● **WHAT THE TASK ASKS**:
Write out the records below word for word, please.

[Stored entries]

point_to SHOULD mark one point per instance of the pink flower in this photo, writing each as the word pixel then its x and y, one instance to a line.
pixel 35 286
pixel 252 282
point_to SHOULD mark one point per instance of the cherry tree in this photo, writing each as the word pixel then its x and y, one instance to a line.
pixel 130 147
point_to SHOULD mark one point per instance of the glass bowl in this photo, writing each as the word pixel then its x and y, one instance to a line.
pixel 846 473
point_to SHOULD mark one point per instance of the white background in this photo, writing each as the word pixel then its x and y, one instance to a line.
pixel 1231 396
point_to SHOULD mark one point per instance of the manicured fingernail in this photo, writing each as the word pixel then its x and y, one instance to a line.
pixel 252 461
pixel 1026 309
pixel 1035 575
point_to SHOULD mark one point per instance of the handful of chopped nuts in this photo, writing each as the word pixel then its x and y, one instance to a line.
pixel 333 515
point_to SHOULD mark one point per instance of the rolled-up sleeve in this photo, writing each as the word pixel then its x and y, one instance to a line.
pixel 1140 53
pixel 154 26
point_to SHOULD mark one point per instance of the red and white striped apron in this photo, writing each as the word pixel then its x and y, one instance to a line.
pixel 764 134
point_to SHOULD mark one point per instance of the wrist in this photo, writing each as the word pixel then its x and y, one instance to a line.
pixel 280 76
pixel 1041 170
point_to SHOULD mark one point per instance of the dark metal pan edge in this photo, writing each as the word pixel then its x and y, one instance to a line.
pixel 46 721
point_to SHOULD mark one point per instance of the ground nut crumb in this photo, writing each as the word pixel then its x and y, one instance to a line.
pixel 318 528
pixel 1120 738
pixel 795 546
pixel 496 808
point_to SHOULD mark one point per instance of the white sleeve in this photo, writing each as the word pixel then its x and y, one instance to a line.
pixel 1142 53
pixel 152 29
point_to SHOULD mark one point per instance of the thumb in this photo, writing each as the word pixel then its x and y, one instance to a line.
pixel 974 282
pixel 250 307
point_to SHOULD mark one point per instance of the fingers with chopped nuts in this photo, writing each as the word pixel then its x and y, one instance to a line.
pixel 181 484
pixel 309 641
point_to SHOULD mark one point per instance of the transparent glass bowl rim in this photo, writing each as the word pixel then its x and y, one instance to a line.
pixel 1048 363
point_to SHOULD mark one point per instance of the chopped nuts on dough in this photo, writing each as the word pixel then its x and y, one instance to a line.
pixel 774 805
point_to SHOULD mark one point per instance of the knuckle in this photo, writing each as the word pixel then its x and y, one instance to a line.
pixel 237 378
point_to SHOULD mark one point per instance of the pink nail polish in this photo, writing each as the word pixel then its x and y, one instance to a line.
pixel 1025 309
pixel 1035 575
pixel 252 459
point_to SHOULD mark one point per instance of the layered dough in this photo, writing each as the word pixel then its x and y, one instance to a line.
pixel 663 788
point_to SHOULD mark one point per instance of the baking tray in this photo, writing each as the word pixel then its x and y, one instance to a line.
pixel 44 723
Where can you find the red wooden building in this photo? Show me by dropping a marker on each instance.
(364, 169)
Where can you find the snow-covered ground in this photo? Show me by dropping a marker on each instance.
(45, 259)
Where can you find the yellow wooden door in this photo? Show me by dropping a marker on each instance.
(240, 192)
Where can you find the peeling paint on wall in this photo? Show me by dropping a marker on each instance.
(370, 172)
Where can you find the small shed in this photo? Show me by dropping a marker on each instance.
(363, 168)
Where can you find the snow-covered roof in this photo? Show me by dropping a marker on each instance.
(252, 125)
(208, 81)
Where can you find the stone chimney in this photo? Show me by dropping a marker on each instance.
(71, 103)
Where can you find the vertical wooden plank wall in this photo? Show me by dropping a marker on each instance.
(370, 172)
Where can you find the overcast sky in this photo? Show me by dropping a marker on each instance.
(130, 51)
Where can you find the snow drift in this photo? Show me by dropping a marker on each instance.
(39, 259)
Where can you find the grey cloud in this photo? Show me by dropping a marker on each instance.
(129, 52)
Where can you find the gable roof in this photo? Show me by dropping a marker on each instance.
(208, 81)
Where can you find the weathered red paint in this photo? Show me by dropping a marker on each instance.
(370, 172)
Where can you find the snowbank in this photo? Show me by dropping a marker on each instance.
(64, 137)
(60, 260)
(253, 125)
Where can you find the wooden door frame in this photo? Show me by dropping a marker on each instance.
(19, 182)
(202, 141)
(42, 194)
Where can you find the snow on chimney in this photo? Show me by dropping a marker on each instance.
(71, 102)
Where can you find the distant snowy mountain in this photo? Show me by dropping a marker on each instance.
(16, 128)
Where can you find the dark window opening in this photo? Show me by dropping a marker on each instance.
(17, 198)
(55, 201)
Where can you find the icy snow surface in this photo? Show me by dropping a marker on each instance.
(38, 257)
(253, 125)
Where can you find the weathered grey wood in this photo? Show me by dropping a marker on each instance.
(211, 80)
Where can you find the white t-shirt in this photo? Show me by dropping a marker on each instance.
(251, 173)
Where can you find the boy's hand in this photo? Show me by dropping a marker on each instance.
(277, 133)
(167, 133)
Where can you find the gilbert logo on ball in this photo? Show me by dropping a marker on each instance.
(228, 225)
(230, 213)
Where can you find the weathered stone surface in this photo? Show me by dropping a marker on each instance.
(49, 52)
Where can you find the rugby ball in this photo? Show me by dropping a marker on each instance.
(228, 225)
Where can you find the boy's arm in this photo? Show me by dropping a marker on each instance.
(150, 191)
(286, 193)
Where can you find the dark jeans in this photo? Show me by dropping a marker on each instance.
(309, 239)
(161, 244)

● **SOLUTION TO THIS PROBLEM**:
point_to SHOULD mark one point per instance of the pink flower in this photo, writing each as the word pixel then its x and y, one instance to a line.
pixel 35 286
pixel 252 282
point_to SHOULD mark one point per instance of the cherry tree in this photo, writing each as the word pixel then its x and y, one instance to a line.
pixel 130 147
point_to SHOULD mark one point per instance of the glass bowl in this photo, writing each as the word pixel then its x and y, one instance to a line.
pixel 846 473
point_to SHOULD mark one point per instance of the white background in this photo, writing each as the word pixel then its x and y, one instance to a line.
pixel 1231 396
point_to SHOULD mark one point per instance of the manicured fingernail in this photo, writing each as the word pixel then its x and y, one instance to a line.
pixel 252 461
pixel 1026 309
pixel 1035 575
point_to SHOULD mark one point per instance of the handful of chopped nuts in this photo, writing each as the word pixel then its x and y, one instance to a line.
pixel 333 515
point_to SHOULD mark one point per instance of the rolled-up sleeve in this photo, writing each as the word pixel then its x and y, one instance to a line.
pixel 1140 53
pixel 154 26
point_to SHOULD mark one point per instance of the red and white striped apron in this photo, writing each as the word pixel then its x and y, one instance to a line.
pixel 764 134
point_to SHOULD mark one point per instance of the wrist in this photo, writing each as the word pixel then its x and y, one instance to a line.
pixel 280 76
pixel 1041 170
point_to SHOULD mark one point per instance of the dark metal pan edge in this photo, writing each as the word pixel then its x and y, one instance to a line.
pixel 46 721
point_to SHOULD mark one point per instance of the ground nut crumb in this photo, writing each as the word pixel then its x and y, one instance to a line.
pixel 318 528
pixel 1120 738
pixel 795 546
pixel 496 808
point_to SHOULD mark one point per instance of the white sleeve in this photo, writing each as the word pixel then its x and y, one instance to a line.
pixel 1142 53
pixel 152 29
point_to SHOULD mark one point per instance of the thumb in this photo, writing each as the word pixel then its x and y, one instance to a line.
pixel 974 282
pixel 250 307
point_to SHOULD mark one point per instance of the fingers with chopped nuts in this photo, writing each as the word pixel then its x and y, one instance to a line.
pixel 181 484
pixel 309 641
point_to SHOULD mark one point per instance of the transparent glass bowl rim in this photo, writing each as the word pixel then its x and y, one instance to a line.
pixel 1048 363
point_to SHOULD mark one point per instance of the chopped nuts on dough in this photo, writing each as the word pixel then its x and y, one instance to a line.
pixel 774 805
point_to SHOULD mark one point per instance of the knuckle in this photo, writing each as the word pixel then its x and y, one instance to a line.
pixel 237 378
point_to SHOULD mark one point per instance of the pink nail polish in this photo, writing each as the word pixel then its x and y, one instance to a line.
pixel 1025 309
pixel 1035 575
pixel 252 459
point_to SHOULD mark one point per instance of the layered dough in this photo, writing each as the word pixel then its x and y, one instance to a line.
pixel 663 788
point_to SHOULD mark one point per instance of the baking tray in this photo, writing each as the word pixel then its x and y, one instance to a line.
pixel 44 723
Where can you find the red wooden building in this photo? Show me by dropping a marker on each instance.
(364, 169)
Where can you find the snow-covered ground in this photo? Show me by dropping a marker on each instance.
(45, 259)
Where can you find the yellow wooden door in this photo? Show me by dropping a marker on each instance.
(240, 192)
Where can you find the peeling paint on wall in this photo? Show me by dropping a marker on each instance.
(370, 172)
Where can you find the small shed in this photo? Show me by dropping a marker on each instance.
(363, 168)
Where can you find the snow-covered roof in this photo? Show me by dropping a marker on each instance.
(252, 125)
(208, 81)
Where can you find the stone chimney in this photo? Show me by dropping a marker on each instance.
(71, 103)
Where can you find the vertical wooden plank wall in this photo? Show me by dropping a marker on each instance.
(370, 172)
Where can you find the overcast sky in this photo? Show me by dropping a marker on each instance.
(130, 51)
Where can you find the snow drift in this photo? Show me by dropping a marker on each instance.
(39, 259)
Where can you find the grey cloud in this photo? Show me by dropping a marker on each instance.
(129, 52)
Where can you find the gable roof in this photo? Show me by dropping a marker on each instance.
(208, 81)
Where can you find the weathered red paint in this photo? Show me by dropping a marker on each instance.
(370, 172)
Where can you find the snowbank in this photo? Show me by dropping a marker on each instance.
(64, 137)
(60, 260)
(253, 125)
Where can you find the wooden door frame in this photo? Show me by dropping a marker on each instance.
(19, 182)
(202, 141)
(42, 194)
Where can you find the snow on chimney in this photo? Show me by dropping a marker on each instance.
(71, 102)
Where can you find the distant snowy mountain in this photo? Show me by dropping a marker on each instance.
(16, 128)
Where can you find the dark window opening in this photo? Show me by dropping a marker on each instance.
(17, 198)
(55, 201)
Where can you find the icy snow surface in this photo? Show me by dropping a marker on each instance.
(38, 257)
(253, 125)
Where can you find the weathered grey wood in this photo? Show me by dropping a marker on each instance.
(211, 80)
Where can you find the white t-shirt in this photo? Show me by dropping a marker on each instance.
(251, 173)
Where can you find the boy's hand in this photo? Show me by dropping a marker on each instance.
(277, 133)
(167, 133)
Where can you find the gilbert logo on ball in this photo? Show me by dropping a marker on each instance.
(228, 225)
(230, 213)
Where can you find the weathered stone surface in this photo? Show me by dropping a marker on each instance.
(49, 52)
Where can you find the rugby ball in this photo? Show me by dropping a marker on each instance.
(228, 225)
Where can you find the boy's arm in this photo? Show me by dropping a marker on each instance.
(150, 191)
(286, 193)
Where can you find the dark jeans in this photo? Show me by dropping a marker on each instance.
(309, 239)
(161, 244)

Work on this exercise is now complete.